Can you give the items again, starting at the first one and ending at the line containing "left=0, top=546, right=48, bottom=622", with "overcast sky" switched to "cloudy sky" and everything else left unchanged?
***** RECORD LIST
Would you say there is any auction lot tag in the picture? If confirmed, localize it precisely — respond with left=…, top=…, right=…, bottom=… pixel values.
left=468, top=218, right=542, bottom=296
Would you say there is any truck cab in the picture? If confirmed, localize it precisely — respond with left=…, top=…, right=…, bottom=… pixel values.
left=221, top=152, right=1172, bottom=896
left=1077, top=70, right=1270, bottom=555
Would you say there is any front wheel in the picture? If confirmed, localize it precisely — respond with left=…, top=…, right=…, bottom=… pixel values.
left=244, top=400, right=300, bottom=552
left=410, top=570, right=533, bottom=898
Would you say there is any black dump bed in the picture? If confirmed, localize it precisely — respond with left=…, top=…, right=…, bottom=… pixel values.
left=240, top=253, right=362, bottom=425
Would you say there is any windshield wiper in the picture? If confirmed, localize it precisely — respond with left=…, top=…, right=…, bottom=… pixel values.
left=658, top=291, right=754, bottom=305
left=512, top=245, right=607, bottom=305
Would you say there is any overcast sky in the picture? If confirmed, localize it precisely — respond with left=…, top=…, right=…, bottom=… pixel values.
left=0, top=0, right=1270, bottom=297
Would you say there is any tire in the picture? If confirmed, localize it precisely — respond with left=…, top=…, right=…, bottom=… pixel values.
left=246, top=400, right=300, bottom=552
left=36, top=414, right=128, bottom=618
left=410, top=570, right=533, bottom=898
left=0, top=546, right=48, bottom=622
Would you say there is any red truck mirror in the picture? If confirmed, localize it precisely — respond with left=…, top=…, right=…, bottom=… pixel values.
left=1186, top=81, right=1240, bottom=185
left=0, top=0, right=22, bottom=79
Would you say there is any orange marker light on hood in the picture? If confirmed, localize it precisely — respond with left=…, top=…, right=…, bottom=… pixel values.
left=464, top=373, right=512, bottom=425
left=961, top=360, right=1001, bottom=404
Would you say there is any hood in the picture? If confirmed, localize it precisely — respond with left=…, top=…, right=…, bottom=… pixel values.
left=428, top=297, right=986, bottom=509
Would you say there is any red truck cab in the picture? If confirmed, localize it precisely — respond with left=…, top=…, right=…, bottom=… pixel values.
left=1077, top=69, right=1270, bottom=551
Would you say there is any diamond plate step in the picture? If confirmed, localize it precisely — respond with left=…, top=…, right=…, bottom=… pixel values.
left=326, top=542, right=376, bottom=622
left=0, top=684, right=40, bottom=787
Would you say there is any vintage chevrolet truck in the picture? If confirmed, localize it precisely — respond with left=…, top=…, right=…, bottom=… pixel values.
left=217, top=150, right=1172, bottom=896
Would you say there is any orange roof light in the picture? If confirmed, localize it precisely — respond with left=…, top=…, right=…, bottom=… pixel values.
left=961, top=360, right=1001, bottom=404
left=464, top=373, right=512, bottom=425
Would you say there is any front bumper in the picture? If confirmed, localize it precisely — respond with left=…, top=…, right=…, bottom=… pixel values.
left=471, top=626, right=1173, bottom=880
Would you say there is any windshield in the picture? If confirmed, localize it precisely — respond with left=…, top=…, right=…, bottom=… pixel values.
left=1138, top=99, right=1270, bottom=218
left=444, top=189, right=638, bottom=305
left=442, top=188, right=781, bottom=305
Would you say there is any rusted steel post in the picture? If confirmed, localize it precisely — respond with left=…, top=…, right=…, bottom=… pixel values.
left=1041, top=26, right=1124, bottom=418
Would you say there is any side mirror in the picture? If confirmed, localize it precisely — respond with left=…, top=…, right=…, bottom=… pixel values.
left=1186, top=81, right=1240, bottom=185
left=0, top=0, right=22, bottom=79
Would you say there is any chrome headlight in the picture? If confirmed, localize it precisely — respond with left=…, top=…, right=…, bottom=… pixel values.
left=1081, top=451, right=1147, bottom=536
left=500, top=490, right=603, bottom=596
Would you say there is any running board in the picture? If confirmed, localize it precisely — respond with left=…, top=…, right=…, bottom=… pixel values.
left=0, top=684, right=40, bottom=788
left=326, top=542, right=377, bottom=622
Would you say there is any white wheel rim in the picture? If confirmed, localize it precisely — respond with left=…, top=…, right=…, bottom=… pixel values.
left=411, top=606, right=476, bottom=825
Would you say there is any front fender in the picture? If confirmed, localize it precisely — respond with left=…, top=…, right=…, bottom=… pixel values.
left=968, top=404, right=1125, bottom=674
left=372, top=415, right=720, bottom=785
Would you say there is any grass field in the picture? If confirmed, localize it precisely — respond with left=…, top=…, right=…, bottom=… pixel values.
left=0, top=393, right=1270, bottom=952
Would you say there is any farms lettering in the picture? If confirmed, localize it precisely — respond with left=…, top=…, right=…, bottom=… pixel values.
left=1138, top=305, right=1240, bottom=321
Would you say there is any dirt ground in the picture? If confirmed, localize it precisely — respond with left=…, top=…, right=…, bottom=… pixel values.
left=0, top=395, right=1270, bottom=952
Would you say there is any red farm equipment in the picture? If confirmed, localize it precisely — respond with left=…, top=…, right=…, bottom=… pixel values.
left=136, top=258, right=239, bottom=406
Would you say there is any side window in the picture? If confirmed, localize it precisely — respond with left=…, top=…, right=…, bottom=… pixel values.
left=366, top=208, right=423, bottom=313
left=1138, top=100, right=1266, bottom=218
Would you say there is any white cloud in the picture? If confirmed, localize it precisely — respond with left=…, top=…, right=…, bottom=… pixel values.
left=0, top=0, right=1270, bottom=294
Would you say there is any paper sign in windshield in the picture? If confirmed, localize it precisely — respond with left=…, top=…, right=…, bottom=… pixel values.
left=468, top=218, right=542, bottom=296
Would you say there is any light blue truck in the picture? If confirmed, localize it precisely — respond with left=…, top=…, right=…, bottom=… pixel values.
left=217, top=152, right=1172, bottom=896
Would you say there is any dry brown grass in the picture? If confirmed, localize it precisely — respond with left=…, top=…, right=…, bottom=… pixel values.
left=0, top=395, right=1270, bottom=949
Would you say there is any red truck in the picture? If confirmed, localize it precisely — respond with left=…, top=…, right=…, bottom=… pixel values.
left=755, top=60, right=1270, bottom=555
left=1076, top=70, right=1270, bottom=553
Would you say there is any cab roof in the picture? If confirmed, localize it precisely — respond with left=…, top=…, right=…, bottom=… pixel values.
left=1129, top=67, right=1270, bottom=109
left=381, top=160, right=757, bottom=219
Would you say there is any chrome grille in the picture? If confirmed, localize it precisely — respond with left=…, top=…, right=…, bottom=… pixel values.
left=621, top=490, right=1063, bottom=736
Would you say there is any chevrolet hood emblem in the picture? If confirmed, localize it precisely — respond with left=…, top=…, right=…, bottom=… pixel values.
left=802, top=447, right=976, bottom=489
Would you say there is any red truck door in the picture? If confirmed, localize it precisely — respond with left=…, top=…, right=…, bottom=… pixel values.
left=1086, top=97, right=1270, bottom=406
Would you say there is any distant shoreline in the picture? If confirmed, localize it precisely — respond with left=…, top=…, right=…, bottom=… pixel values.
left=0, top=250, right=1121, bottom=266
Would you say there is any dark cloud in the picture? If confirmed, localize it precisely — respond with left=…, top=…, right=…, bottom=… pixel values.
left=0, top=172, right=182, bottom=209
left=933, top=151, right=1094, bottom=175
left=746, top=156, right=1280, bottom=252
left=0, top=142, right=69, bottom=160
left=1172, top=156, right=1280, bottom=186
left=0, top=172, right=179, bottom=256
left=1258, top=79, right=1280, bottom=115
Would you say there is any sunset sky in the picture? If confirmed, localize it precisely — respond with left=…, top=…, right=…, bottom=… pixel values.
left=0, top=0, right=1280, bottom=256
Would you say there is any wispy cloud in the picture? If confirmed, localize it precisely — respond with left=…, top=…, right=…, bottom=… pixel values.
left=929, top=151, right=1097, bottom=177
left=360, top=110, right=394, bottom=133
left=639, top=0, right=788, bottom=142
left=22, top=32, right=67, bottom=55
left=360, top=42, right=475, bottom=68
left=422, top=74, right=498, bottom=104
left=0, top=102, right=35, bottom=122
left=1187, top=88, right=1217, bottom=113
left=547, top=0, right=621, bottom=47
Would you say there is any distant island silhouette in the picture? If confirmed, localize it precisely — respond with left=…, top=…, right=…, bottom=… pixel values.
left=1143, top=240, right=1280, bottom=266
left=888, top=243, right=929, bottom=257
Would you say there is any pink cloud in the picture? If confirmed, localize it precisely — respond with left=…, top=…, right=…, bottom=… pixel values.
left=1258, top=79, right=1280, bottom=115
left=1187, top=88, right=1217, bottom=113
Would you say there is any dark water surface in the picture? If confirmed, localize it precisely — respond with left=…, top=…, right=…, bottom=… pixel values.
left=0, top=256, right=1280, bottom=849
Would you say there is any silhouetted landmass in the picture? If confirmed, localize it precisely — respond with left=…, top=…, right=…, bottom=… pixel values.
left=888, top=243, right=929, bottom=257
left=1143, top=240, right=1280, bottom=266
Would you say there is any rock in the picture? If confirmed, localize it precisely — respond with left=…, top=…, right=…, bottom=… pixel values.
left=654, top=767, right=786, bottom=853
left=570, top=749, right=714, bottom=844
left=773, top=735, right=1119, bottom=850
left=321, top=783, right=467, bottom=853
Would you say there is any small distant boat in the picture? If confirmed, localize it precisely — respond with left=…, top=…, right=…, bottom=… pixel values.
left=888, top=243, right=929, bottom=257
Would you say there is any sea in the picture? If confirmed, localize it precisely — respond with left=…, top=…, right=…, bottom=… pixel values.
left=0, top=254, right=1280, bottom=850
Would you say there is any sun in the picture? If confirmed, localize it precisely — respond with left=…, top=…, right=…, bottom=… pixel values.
**********
## [FINAL ANSWER]
Would you say there is any auction lot tag in the picture? If confirmed, localize it precisely — respond with left=…, top=…, right=…, bottom=… pixel values.
left=468, top=218, right=542, bottom=296
Would you say there is any truck cab in the picture? If confirmed, localize it precisely — respond with left=…, top=…, right=…, bottom=… pixel values.
left=221, top=152, right=1172, bottom=896
left=1077, top=70, right=1270, bottom=555
Would you say there is any front wheel in the picture? If confirmed, localize it precisely — respond with left=…, top=…, right=…, bottom=… pixel values.
left=244, top=400, right=300, bottom=552
left=410, top=570, right=533, bottom=898
Would you say there is any black dump bed in the picture? If confirmed, localize it precisely — respond with left=…, top=…, right=…, bottom=… pixel values.
left=240, top=253, right=362, bottom=425
Would you say there is any windshield wiper in the picture? If confirmed, localize it precisely — respond with left=…, top=…, right=…, bottom=… pixel values.
left=658, top=291, right=754, bottom=305
left=512, top=245, right=607, bottom=305
Would you say there is any cloudy sky in the picture? If confirmed, localize it precisely — respond with left=…, top=…, right=…, bottom=… pixel values.
left=0, top=0, right=1270, bottom=297
Would you say there is any tire in the picture? If confirmed, localize it precisely — respond with left=…, top=…, right=…, bottom=… pixel values.
left=246, top=400, right=300, bottom=552
left=36, top=414, right=128, bottom=618
left=410, top=570, right=533, bottom=898
left=0, top=546, right=48, bottom=622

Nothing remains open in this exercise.